═════ Passage provided ═════

# Noong and Nang



## Inglip

I am confused about 'When'.

What is the difference between Noong, and Nang? In my book, it says they can both be used, and it doesn't say there is a difference, but it doesn't explicitly say they are the same either. So is there a difference, or do they mean the same thing? It also says they mean past tense only, and Kung is future and present. But I was told Kung means 'if'. So would this sentence be correct?

Noong/Nang ako kakain ng mga gulay, ako'y magiging malusog.

When I eat the vegetables, I will become healthy. 

Or should I replace Noong/Nang with Kung to say 'If I eat the vegetables....'

Thanks


----------



## 082486

When I eat vegetables...
Kapag kumain ako ng gulay...


----------



## xtech

Noong ako ay kumakain pa ng gulay, ako'y malusog.
Nang ako ay kumakain ng gulay, ako'y mas malusog.

Noong ako ay bata ako'y maliksi.
Nang lumangoy ang mga bata.
Nang mamatay ang kalabaw.



Sana tama ang mga yan.


----------



## niernier

Inglip, in your example, neither noong nor nang cannot be used unless you change the tense.

*When I eat the vegetables, I will become healthy.*
Kapag kumain ako ng mga gulay, lulusog ako. OR Kapag kumain ako ng mga gulay, magiging malusog ako.

*When I ate the vegetables, ...*
Nang/Nung kumain ako ng mga gulay, ...

*If I eat the vegetables, ...*
Kung kakain ako ng mga gulay, ...

Another thing, this noong is actually pronounced as nung, so sometimes you will see Filipinos spell it this way. I think there's no big difference between the two so you can interchange nung and nang.

Xtech, you're using too much "ay" in your sentences. Ay inversion is a characteristic of a formal style, and is very common in writing, lectures, sermons than it is in ordinary conversation.

Other examples of usage:

*Nang/Nung sumabog ang bulkan,*
When the volcano erupted,

*Nang/Nung nabasa ko ang sulat niya,*
When I read his letter,

*Nang mamatay ang kalabaw,*
When the carabao died,


----------



## Inglip

Ok Thanks for the input everyone.

═════

Problem A:
Copy out the entire forum thread on noong and nang word for word.

═════ Supplied material ═════

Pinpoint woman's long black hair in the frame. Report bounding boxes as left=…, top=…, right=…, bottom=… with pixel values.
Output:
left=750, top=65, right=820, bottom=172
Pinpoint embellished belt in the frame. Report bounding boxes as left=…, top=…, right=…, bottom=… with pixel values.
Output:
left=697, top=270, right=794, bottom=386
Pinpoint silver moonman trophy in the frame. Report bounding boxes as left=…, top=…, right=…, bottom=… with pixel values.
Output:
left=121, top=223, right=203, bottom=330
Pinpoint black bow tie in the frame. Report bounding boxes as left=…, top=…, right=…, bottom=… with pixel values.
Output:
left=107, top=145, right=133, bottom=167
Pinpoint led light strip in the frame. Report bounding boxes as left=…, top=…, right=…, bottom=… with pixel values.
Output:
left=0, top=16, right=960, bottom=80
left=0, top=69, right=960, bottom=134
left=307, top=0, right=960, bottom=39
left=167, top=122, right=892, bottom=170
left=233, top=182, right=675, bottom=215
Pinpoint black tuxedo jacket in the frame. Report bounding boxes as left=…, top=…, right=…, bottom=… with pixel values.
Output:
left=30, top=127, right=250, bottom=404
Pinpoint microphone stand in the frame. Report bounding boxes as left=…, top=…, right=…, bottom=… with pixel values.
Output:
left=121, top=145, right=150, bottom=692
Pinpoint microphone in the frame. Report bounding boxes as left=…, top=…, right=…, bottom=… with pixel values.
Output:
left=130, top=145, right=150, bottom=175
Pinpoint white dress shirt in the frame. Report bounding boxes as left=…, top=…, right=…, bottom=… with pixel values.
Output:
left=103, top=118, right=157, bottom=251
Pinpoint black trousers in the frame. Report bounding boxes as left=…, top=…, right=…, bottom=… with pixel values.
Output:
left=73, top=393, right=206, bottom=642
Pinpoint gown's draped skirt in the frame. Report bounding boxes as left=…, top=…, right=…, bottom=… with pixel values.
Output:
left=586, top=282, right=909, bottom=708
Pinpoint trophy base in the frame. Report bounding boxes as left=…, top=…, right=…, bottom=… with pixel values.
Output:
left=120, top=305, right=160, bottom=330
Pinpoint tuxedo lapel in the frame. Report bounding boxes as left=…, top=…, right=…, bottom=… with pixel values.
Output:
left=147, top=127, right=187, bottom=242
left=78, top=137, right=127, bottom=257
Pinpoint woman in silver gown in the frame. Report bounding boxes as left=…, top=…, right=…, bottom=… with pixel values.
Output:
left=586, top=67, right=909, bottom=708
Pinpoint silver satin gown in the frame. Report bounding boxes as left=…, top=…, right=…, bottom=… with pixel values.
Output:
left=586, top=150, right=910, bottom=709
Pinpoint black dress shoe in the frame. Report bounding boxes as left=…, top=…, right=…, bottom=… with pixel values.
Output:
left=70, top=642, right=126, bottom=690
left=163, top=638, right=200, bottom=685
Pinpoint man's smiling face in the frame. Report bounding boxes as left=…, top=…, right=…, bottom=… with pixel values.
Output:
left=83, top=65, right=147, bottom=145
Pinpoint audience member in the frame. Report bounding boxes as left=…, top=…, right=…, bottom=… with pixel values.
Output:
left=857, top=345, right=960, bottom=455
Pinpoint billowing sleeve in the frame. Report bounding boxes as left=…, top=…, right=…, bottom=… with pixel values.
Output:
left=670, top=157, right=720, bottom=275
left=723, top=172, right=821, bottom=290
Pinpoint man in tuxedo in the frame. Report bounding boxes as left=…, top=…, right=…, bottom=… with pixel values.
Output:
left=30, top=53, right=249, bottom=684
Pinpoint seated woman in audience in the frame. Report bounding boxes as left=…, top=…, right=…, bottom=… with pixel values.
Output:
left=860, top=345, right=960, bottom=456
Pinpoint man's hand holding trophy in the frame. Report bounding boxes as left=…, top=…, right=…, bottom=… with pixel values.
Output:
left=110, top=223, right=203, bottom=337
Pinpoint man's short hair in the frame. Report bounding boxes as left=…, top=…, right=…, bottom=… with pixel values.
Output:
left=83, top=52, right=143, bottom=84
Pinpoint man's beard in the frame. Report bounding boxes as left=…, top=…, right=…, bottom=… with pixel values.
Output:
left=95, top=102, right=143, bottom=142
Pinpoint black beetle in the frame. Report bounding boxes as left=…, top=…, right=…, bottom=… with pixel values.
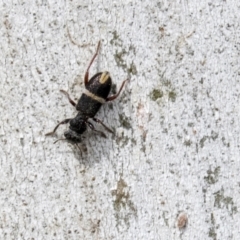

═════

Problem B:
Convert the listing into a JSON list of strings, starting at the line that contains "Pinpoint silver moonman" and ending at the line that contains "left=586, top=282, right=909, bottom=708". Use one string per line and leave out any blank lines.

Correct result A:
# Noong and Nang



## Inglip

I am confused about 'When'.

What is the difference between Noong, and Nang? In my book, it says they can both be used, and it doesn't say there is a difference, but it doesn't explicitly say they are the same either. So is there a difference, or do they mean the same thing? It also says they mean past tense only, and Kung is future and present. But I was told Kung means 'if'. So would this sentence be correct?

Noong/Nang ako kakain ng mga gulay, ako'y magiging malusog.

When I eat the vegetables, I will become healthy. 

Or should I replace Noong/Nang with Kung to say 'If I eat the vegetables....'

Thanks


----------



## 082486

When I eat vegetables...
Kapag kumain ako ng gulay...


----------



## xtech

Noong ako ay kumakain pa ng gulay, ako'y malusog.
Nang ako ay kumakain ng gulay, ako'y mas malusog.

Noong ako ay bata ako'y maliksi.
Nang lumangoy ang mga bata.
Nang mamatay ang kalabaw.



Sana tama ang mga yan.


----------



## niernier

Inglip, in your example, neither noong nor nang cannot be used unless you change the tense.

*When I eat the vegetables, I will become healthy.*
Kapag kumain ako ng mga gulay, lulusog ako. OR Kapag kumain ako ng mga gulay, magiging malusog ako.

*When I ate the vegetables, ...*
Nang/Nung kumain ako ng mga gulay, ...

*If I eat the vegetables, ...*
Kung kakain ako ng mga gulay, ...

Another thing, this noong is actually pronounced as nung, so sometimes you will see Filipinos spell it this way. I think there's no big difference between the two so you can interchange nung and nang.

Xtech, you're using too much "ay" in your sentences. Ay inversion is a characteristic of a formal style, and is very common in writing, lectures, sermons than it is in ordinary conversation.

Other examples of usage:

*Nang/Nung sumabog ang bulkan,*
When the volcano erupted,

*Nang/Nung nabasa ko ang sulat niya,*
When I read his letter,

*Nang mamatay ang kalabaw,*
When the carabao died,


----------



## Inglip

Ok Thanks for the input everyone.

Correct result B:
[
  "Pinpoint silver moonman trophy in the frame. Report bounding boxes as left=…, top=…, right=…, bottom=… with pixel values.",
  "Output:",
  "left=121, top=223, right=203, bottom=330",
  "Pinpoint black bow tie in the frame. Report bounding boxes as left=…, top=…, right=…, bottom=… with pixel values.",
  "Output:",
  "left=107, top=145, right=133, bottom=167",
  "Pinpoint led light strip in the frame. Report bounding boxes as left=…, top=…, right=…, bottom=… with pixel values.",
  "Output:",
  "left=0, top=16, right=960, bottom=80",
  "left=0, top=69, right=960, bottom=134",
  "left=307, top=0, right=960, bottom=39",
  "left=167, top=122, right=892, bottom=170",
  "left=233, top=182, right=675, bottom=215",
  "Pinpoint black tuxedo jacket in the frame. Report bounding boxes as left=…, top=…, right=…, bottom=… with pixel values.",
  "Output:",
  "left=30, top=127, right=250, bottom=404",
  "Pinpoint microphone stand in the frame. Report bounding boxes as left=…, top=…, right=…, bottom=… with pixel values.",
  "Output:",
  "left=121, top=145, right=150, bottom=692",
  "Pinpoint microphone in the frame. Report bounding boxes as left=…, top=…, right=…, bottom=… with pixel values.",
  "Output:",
  "left=130, top=145, right=150, bottom=175",
  "Pinpoint white dress shirt in the frame. Report bounding boxes as left=…, top=…, right=…, bottom=… with pixel values.",
  "Output:",
  "left=103, top=118, right=157, bottom=251",
  "Pinpoint black trousers in the frame. Report bounding boxes as left=…, top=…, right=…, bottom=… with pixel values.",
  "Output:",
  "left=73, top=393, right=206, bottom=642",
  "Pinpoint gown's draped skirt in the frame. Report bounding boxes as left=…, top=…, right=…, bottom=… with pixel values.",
  "Output:",
  "left=586, top=282, right=909, bottom=708"
]